**YOUR TASK**
Convert every line of the material below into a JSON list of strings, one string per line, skipping blank lines and leaving the pictures out.

(Image location labeling entries)
______
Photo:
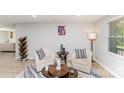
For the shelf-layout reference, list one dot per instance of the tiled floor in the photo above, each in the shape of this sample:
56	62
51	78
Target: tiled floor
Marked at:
9	67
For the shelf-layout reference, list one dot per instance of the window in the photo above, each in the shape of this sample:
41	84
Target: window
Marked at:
116	36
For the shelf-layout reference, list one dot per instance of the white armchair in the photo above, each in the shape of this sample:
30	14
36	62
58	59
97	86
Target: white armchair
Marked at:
47	60
84	64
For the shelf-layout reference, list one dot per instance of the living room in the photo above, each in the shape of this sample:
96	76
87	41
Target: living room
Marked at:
61	46
43	32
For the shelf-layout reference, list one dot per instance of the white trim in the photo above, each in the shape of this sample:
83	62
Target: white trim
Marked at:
107	41
113	73
113	19
115	55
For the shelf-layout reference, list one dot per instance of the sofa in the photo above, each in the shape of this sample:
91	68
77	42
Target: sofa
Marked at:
83	64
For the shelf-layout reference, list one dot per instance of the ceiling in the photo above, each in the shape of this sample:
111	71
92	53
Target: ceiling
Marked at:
14	19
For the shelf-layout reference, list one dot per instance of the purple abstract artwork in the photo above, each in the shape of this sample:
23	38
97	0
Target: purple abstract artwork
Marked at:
61	30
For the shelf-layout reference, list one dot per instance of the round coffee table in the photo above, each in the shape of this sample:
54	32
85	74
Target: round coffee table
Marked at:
65	72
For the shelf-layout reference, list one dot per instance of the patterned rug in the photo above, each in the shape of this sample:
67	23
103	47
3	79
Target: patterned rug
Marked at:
30	72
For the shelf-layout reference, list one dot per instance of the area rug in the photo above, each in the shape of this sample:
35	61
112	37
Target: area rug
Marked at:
30	72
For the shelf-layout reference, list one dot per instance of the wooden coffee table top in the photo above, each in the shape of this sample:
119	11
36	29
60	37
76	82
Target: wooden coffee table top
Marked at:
63	73
59	73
______
**OUTPUT FOR THIS TASK**
[
  "Photo:",
  "For the shelf-layout reference, list one dot per instance of the tiled floor in the photo above, each in the shape of this sample:",
  "56\t62",
  "51\t78",
  "Target: tiled floor",
  "Marked at:",
  "9\t67",
  "For the shelf-layout reference, list one dot per instance of the window in the photo above, each in the shape of this sample:",
  "41\t84",
  "Target: window",
  "Marked at:",
  "116\t36",
  "For the shelf-layout reference, list one dot per instance of the white armchair in the photo above, each in the shape of this sample:",
  "30\t14",
  "36\t62",
  "58\t59",
  "97\t86",
  "Target: white armchair",
  "Marked at:",
  "47\t60",
  "84\t64",
  "For the shelf-layout reference, list one dot per instance of the living room in the photo above, each in the shape of this sample:",
  "96\t76",
  "87\t41",
  "Target: living room",
  "Marked at:",
  "61\t46",
  "43\t32",
  "For the shelf-layout reference, list one dot per instance of the white trim in the photo above, each in the shape of this sample:",
  "83\t62",
  "Target: white trim",
  "Marked at:",
  "107\t41",
  "113\t73",
  "113\t19",
  "115\t55",
  "For the shelf-layout reference, list one dot per instance of the sofa in the photo above, each in the shape of this sample:",
  "91\t68",
  "77\t42",
  "Target: sofa",
  "Marked at:",
  "83\t64",
  "For the shelf-layout reference, list one dot per instance of the ceiling in the photo above, each in the shape of this sample:",
  "111\t71",
  "92\t53",
  "Target: ceiling",
  "Marked at:",
  "14\t19",
  "For the shelf-layout reference, list one dot per instance of the purple abstract artwork in the photo above, each in the shape of this sample:",
  "23\t38",
  "97\t0",
  "Target: purple abstract artwork",
  "Marked at:",
  "61\t30",
  "For the shelf-layout reference, list one dot per instance of the round coffee table in the photo above, each in the shape of this sample:",
  "54\t32",
  "85\t74",
  "Target: round coffee table",
  "Marked at:",
  "65\t72",
  "For the shelf-layout reference, list one dot per instance of the patterned rug in the photo above, each in the shape of this sample:",
  "67\t23",
  "103\t47",
  "3\t79",
  "Target: patterned rug",
  "Marked at:",
  "30\t72",
  "For the shelf-layout reference, list one dot per instance of the area rug in the photo above, each in the shape of this sample:",
  "35\t61",
  "112\t37",
  "Target: area rug",
  "Marked at:",
  "30\t72",
  "For the shelf-layout reference, list one dot per instance of the wooden coffee table top in the photo above, each in the shape of this sample:",
  "119\t11",
  "36\t29",
  "60\t37",
  "76\t82",
  "Target: wooden coffee table top",
  "Marked at:",
  "63\t73",
  "59\t73"
]